The flight instructor was created by programmer Andrew Grant and voiced by Tom Streit. It monitors the player's controller input during "each frame of animation". If a maneuver is attempted, the instructor "interpolates the initial control movements" and predicts which maneuver is being performed. The instructor then gives advice on how to complete the maneuver and offers guidance if a mistake is made. Grant believed that the code is sometimes "too picky", and he stated that it expects players to perform maneuvers more precisely than is humanly possible. The team initially planned to include an online multiplayer component, which would have allowed 64 planes to fly in the same area—thereby giving players the ability to compete with one another. However, the feature was not implemented into the final game. The staff members also sought to include aerobatic competitions in which the player could participate, but the idea was dropped because of difficulties with realism. Problems with artificially intelligent judges were also a factor in the feature's removal.
Flight Unlimited's terrain graphics were created with stereophotogrammetry. The team gathered aerial photographs from locations in France and the United States. They combined two to three images of each area to create digital reproductions roughly 11 square miles (28 km2) in size. Each location in the game was based on two stereoscopic sets of photographs, which were processed for more than 72 hours by a "dedicated Pentium tucked away in a dark corner". From the contrasting images, the computer generated a terrain "data blanket" with 3D height variations. While the team had considered using satellite or surveillance aircraft images to create the game's terrain graphics, they found that the resolution was inadequate. Material from geographic information systems was also studied, but associate producer Paul Schaffer said that it would have been "astronomically expensive" to obtain data with the necessary resolution.
After assembling a playable demo of Flight Unlimited, the team requested assistance from then-US Aerobatic Team member Michael Goulian, who worked as a flight instructor at the nearby Hanscom Field. Because of the game's flight code, Goulian was able to execute aerobatic maneuvers within less than three minutes of playing the game; and he later performed his "entire basic aerobatic routine". Blackley told PC Gamer US that, while Goulian disliked flight simulators, "When he flew Flight Unlimited, he just said 'pretty cool.' I was so psyched". Goulian assisted the team during the next year of development: he co-designed the game's flight lessons and advised the team on adjustments to the plane models. Aerobatic pilot Patty Wagstaff was also consulted. At one point, the team encountered problems while testing a maneuver in the game's Sukhoi Su-31, and Blackley was concerned that he would need to rework the game's physics code. However, Goulian phoned a colleague—a Russian pilot—who told them to compensate for the plane's abnormally large ailerons. Using his advice on flying the real-world plane, the team found that the maneuver worked correctly. Goulian endorsed Flight Unlimited and wrote the foreword to its official strategy guide.

Stored data:
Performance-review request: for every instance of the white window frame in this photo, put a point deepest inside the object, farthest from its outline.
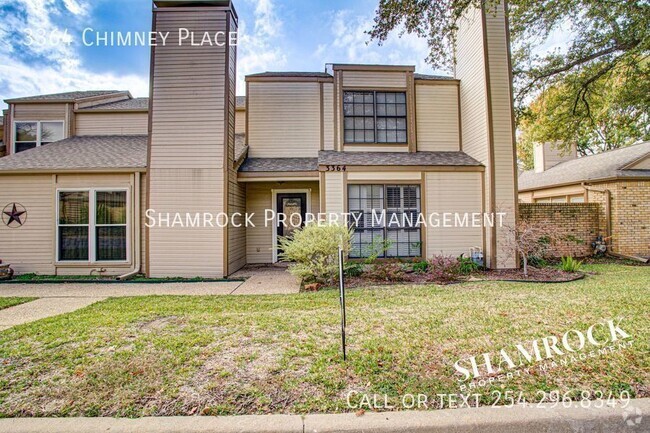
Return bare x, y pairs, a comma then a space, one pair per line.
92, 226
39, 141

Given instruction 1:
Do these statements agree with the Flight Unlimited text? For each, answer yes or no and quote the deciding words.
(a) Andrew Grant voiced the flight instructor.
(b) Each set of terrain photographs was processed for more than 72 hours.
(c) Michael Goulian worked as a flight instructor at Hanscom Field.
Given instruction 2: Pick up the Flight Unlimited text after its final sentence and keep writing.

Expected answer 1:
(a) No: "created by programmer Andrew Grant and voiced by Tom Streit"
(b) Yes: "which were processed for more than 72 hours"
(c) Yes: "who worked as a flight instructor at the nearby Hanscom Field"

Expected answer 2:
The graphics and physics code increased the game's system requirements, and the team worked to optimize performance during development. They struggled to improve the game's memory usage: the process consumed nearly as much time as the creation of the physics model, according to Church. Programmer Eric Twietmeyer ran weekly tests of the game's performance by disabling certain parts of the code—such as the physics calculations—to isolate which parts used the most memory. By 1994, Blackley's physics code took up only 1% of CPU time, with the rest allocated to the terrain renderer. Blackley optimized his code by converting the mathematical calculations of air from the 3D game world into a "math-friendly space", during which time the Navier-Stokes equations are applied. Afterwards, the data is returned to 3D space. According to Computer Gaming World, this method increased speed by "a factor of 100, with almost no loss in precision." The team had trouble with complex memory-related glitches during development. Church called them "crazy", and programmer Greg Travis noted that debugging the terrain cache system was a "nightmare".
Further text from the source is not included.